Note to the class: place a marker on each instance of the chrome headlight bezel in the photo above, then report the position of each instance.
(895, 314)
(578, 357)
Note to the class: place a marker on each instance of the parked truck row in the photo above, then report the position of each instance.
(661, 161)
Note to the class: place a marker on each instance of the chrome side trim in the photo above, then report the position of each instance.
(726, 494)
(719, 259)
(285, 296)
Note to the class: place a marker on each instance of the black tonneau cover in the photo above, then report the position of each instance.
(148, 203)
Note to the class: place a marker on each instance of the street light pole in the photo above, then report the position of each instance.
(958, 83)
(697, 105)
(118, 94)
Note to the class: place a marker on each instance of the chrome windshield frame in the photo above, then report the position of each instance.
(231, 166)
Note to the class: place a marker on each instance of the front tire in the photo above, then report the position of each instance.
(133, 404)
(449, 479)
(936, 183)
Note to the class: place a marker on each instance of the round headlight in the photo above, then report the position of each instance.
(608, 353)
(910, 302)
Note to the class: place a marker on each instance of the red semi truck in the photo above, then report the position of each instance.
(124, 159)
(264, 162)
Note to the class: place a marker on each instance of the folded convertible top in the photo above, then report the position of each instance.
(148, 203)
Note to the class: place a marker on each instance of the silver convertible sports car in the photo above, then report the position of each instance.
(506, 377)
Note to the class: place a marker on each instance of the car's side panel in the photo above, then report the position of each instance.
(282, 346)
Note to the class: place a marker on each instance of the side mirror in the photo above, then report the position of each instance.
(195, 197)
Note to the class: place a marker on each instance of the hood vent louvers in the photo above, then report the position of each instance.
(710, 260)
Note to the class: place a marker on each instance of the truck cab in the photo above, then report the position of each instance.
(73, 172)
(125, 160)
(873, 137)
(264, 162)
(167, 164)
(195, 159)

▬▬▬

(WHAT IS NEEDED) Please transcribe word for word the lines from the line with "of the car's" to the end of the material, both ends included.

(EXERCISE SOLUTION)
Note to the class: place a marker on each instance of the car's side panel in the photo above, then report the position of each instance.
(282, 346)
Note to the class: place a marker on each instance of the side mirror in the photo above, then report the position of each instance.
(195, 197)
Note to the class: place a marker on each instance of the hood vent louvers in the photo above, then report the position of each instance.
(710, 260)
Note to the class: place a marker on each instance of the truck cab in the photo above, then report the position of each instance.
(73, 172)
(125, 160)
(873, 137)
(264, 162)
(167, 164)
(195, 159)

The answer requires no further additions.